Rewrite the stretch of the listing from its start through the line containing "[196,115,354,208]", both ends included, keeping every line's wording unchanged. Multiply each box coordinate by 0.75 and round it to a whole number, with halves rounded up.

* START Dataset rows *

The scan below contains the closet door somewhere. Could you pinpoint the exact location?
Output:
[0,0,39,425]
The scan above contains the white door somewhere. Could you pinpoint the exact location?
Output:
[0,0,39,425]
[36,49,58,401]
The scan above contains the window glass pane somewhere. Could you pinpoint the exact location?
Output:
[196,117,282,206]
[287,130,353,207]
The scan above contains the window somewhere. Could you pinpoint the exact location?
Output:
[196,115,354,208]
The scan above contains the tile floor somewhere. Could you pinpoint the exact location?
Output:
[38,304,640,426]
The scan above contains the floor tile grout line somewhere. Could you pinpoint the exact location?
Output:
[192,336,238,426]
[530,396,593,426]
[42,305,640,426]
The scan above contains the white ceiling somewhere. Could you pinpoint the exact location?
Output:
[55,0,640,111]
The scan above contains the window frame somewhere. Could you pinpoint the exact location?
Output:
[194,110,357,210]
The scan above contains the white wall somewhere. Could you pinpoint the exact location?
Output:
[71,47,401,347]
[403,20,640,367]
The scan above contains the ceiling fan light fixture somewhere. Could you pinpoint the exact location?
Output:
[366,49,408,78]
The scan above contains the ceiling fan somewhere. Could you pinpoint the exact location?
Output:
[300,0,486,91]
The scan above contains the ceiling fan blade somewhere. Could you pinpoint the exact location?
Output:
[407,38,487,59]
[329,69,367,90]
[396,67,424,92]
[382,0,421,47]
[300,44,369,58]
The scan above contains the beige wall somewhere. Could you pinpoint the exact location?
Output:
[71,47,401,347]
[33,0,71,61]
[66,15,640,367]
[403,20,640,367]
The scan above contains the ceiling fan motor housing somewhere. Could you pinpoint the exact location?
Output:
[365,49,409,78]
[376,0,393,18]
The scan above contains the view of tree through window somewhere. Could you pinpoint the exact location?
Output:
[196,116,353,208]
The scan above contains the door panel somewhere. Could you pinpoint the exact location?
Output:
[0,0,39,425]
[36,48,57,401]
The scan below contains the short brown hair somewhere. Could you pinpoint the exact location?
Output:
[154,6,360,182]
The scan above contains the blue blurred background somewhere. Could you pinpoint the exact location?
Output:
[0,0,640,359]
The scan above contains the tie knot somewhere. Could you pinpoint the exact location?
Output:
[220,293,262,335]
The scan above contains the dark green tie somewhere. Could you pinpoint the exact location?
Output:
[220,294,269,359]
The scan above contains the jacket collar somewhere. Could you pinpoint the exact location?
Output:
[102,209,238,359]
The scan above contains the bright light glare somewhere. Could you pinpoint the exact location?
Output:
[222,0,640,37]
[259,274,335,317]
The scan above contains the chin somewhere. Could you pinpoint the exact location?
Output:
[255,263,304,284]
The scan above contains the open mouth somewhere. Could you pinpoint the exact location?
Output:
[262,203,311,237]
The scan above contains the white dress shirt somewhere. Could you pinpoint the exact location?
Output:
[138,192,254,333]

* END Dataset rows *

● **Result for this task**
The scan below contains the closet door somewhere. Could you pinpoint the exact location?
Output:
[0,0,29,319]
The scan above contains the white door somewhere. Could you pinpoint the exact location?
Output:
[0,0,29,319]
[27,37,44,301]
The scan above contains the window glass pane somewhere. Could you pinpoint the exact location?
Output:
[147,88,212,155]
[215,98,265,155]
The scan above contains the window somewhere. Could you pinpoint the exact location?
Output:
[147,86,266,156]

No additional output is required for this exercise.